TASK OBJECTIVE: Entries follow. Give back exactly the lines starting at the one containing "For every instance of the blue" and ending at the one containing "For every instance of the single-story", and no other lines.

AVAILABLE RECORDS:
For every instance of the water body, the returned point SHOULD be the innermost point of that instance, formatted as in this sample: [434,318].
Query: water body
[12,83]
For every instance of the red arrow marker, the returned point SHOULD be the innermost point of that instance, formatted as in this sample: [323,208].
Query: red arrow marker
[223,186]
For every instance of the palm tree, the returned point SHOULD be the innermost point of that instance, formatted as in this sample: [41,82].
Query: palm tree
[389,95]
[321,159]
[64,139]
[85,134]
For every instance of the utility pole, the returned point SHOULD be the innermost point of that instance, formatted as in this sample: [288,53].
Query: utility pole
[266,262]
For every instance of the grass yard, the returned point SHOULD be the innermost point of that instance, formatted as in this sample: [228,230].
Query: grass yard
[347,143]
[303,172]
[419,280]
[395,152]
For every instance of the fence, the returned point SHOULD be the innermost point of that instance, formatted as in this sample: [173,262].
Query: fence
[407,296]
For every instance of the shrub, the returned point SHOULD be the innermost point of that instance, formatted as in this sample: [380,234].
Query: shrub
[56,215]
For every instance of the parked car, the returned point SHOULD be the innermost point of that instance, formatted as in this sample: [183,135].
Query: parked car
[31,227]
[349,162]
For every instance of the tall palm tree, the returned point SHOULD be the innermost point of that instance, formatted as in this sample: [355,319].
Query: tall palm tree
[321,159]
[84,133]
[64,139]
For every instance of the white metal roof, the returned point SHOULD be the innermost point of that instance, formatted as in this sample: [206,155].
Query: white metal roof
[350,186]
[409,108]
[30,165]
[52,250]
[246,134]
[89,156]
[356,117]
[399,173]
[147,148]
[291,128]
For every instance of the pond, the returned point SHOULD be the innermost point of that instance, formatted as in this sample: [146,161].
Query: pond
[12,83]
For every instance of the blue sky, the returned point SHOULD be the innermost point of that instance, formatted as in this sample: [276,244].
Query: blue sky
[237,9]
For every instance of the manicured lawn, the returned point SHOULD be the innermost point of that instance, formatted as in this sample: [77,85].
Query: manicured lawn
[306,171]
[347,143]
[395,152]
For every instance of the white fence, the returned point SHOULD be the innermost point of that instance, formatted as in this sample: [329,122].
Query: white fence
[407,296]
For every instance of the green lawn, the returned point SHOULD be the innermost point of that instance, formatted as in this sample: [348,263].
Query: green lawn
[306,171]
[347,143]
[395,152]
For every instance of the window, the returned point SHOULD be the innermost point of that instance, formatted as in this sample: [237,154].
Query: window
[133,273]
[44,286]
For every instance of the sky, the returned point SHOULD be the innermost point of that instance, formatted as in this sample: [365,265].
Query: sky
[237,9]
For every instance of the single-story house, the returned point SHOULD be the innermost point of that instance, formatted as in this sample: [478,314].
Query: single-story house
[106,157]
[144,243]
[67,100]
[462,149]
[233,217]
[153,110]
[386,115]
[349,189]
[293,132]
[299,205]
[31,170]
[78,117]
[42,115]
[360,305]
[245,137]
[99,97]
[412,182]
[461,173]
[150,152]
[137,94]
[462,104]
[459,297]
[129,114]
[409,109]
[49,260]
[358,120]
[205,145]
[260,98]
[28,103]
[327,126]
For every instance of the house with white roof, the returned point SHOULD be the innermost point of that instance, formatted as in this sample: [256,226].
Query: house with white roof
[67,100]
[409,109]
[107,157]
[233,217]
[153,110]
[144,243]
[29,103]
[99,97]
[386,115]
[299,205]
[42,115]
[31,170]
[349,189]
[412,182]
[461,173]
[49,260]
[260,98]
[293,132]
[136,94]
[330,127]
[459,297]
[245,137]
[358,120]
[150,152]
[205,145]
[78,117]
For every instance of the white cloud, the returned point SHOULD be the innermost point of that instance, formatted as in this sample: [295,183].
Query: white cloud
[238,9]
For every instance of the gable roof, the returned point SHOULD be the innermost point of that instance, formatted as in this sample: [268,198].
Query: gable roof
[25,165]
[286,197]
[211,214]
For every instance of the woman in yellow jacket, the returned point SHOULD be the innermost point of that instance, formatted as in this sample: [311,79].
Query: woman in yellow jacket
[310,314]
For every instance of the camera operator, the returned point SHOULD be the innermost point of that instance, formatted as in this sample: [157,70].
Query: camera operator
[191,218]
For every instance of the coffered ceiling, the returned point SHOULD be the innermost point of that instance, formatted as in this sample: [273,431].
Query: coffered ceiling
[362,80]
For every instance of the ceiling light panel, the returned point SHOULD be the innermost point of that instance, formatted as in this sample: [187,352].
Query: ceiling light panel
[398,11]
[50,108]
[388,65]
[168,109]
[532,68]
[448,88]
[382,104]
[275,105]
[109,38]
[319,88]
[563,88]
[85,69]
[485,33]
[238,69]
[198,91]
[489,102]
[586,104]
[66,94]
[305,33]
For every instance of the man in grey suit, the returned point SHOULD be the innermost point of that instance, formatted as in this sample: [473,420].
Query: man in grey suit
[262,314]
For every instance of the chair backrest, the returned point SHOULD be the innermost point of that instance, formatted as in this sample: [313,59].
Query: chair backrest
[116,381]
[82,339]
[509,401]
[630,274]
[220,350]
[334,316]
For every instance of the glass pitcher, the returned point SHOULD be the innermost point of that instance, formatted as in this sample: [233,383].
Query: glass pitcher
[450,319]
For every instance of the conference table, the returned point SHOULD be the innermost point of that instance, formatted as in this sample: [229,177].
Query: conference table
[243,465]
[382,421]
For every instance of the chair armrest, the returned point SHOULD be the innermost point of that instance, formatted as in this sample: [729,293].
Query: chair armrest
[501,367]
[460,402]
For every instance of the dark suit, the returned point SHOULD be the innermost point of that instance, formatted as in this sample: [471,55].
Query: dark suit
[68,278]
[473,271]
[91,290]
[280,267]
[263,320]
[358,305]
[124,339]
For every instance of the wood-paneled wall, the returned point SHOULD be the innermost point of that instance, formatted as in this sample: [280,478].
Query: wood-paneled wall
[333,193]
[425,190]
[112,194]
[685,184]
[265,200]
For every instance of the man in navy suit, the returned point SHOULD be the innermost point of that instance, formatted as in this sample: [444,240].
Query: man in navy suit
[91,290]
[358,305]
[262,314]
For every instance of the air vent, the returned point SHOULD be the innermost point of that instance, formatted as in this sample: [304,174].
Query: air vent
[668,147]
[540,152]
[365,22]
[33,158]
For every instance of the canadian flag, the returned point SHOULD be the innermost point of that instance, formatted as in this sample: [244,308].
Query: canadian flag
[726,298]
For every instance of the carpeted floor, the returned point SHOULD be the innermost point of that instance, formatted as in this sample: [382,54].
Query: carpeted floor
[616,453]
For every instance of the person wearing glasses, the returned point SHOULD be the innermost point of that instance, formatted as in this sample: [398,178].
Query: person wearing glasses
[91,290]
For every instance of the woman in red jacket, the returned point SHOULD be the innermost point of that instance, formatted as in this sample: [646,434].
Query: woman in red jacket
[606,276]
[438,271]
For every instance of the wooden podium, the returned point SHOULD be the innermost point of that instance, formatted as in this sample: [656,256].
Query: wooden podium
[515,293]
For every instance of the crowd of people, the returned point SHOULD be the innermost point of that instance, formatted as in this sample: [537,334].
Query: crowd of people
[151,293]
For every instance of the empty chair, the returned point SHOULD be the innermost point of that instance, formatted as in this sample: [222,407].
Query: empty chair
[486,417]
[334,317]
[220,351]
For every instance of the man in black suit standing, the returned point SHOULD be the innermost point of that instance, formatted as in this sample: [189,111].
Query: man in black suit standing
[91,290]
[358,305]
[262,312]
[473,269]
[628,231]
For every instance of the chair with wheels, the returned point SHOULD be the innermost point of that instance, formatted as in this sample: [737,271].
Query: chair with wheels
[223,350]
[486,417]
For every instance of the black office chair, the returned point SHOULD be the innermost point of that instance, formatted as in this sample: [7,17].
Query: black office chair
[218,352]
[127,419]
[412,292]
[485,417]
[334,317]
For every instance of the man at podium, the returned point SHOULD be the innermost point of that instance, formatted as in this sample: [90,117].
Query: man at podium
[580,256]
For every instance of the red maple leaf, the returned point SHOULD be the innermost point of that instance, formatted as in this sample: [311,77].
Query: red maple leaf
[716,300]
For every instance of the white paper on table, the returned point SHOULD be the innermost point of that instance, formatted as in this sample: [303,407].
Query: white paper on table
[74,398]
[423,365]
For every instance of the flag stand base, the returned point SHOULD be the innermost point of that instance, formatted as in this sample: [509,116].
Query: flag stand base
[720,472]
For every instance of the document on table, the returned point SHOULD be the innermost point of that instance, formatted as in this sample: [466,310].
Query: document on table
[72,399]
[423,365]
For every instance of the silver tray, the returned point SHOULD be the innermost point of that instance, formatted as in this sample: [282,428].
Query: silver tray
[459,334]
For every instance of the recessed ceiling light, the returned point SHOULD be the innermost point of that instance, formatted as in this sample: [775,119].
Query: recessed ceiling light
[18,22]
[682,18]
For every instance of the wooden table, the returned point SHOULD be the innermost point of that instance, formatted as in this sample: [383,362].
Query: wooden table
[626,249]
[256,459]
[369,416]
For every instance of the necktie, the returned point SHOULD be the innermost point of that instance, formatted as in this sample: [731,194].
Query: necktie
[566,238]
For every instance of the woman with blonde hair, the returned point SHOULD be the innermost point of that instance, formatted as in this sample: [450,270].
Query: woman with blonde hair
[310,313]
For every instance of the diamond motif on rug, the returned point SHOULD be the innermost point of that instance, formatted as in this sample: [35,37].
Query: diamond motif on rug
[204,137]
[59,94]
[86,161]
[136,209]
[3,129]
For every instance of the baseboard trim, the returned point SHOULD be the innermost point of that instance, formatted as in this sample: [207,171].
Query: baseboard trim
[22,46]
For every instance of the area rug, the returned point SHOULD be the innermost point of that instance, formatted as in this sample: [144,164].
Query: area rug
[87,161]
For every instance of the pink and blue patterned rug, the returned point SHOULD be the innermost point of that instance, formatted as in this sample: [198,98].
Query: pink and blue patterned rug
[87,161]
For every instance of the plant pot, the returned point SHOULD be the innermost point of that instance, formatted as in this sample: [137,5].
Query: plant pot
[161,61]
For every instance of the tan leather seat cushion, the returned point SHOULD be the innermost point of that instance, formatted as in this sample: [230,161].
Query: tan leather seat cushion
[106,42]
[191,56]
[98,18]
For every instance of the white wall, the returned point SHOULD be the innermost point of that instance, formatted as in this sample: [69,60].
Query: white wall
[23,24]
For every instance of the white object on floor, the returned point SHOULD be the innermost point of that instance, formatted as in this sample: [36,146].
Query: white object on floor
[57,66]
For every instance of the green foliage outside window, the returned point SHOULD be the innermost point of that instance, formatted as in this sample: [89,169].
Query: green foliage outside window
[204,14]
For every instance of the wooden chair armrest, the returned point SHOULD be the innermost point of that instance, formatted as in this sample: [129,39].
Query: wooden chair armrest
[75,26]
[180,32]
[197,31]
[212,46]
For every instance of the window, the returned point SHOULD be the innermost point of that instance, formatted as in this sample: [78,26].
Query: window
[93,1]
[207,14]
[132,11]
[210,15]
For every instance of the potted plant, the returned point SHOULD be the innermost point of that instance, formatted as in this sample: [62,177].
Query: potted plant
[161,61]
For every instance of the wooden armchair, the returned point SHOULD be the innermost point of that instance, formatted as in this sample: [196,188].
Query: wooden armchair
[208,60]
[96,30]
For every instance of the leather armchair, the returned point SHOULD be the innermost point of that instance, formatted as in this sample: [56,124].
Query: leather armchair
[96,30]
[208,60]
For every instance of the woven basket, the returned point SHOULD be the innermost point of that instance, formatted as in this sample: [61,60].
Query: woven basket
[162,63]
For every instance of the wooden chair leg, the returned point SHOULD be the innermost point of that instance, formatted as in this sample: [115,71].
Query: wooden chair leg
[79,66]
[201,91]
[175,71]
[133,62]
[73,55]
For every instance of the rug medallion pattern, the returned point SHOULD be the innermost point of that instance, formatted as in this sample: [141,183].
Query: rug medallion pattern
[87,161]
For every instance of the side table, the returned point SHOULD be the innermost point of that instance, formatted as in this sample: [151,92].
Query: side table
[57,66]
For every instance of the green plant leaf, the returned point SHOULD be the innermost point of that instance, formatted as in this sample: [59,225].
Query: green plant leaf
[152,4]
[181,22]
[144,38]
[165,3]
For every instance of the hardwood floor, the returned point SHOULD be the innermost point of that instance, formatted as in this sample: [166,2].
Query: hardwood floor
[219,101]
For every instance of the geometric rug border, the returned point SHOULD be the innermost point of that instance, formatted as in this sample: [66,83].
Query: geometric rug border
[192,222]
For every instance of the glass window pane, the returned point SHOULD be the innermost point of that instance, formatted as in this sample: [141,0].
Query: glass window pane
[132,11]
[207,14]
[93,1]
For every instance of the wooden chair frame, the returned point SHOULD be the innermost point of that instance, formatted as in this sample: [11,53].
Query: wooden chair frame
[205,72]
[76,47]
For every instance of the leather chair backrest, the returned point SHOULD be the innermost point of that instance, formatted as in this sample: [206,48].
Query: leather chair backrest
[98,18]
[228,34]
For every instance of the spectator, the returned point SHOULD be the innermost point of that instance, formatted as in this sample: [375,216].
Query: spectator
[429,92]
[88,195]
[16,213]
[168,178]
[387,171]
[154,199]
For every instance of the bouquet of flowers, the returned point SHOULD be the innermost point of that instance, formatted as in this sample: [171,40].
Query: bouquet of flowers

COMPLETED TASK:
For every instance of the blue sky, the returned point SHOULD be the innermost point of that instance, formatted as in this sample: [276,244].
Query: blue sky
[237,9]
For every instance of the manicured lawn, the returned point SHOULD be the innermost point of that instance, formatted as in this sample: [77,85].
Query: manicured lawn
[306,171]
[347,143]
[395,152]
For every instance of the white fence, the returned point SHOULD be the innermost point of that instance, formatted as in this sample: [329,122].
Query: white fence
[407,296]
For every instance of the green lawn, the returned point SHOULD be the innermost point of that instance, formatted as in this sample: [348,263].
Query: green lawn
[306,171]
[347,143]
[395,152]
For every instance of the window, the returned point SHOULD be the innermost point of that instance, formatted as in this sample: [237,154].
Query: window
[133,273]
[44,286]
For every instance of the sky, the returned point SHOULD be the innermost point of that instance, formatted as in this sample: [365,265].
Query: sky
[237,9]
For every instance of the single-story house, the returned point SHOULD be the innermost point of that instance, formatted as in this sample: [478,314].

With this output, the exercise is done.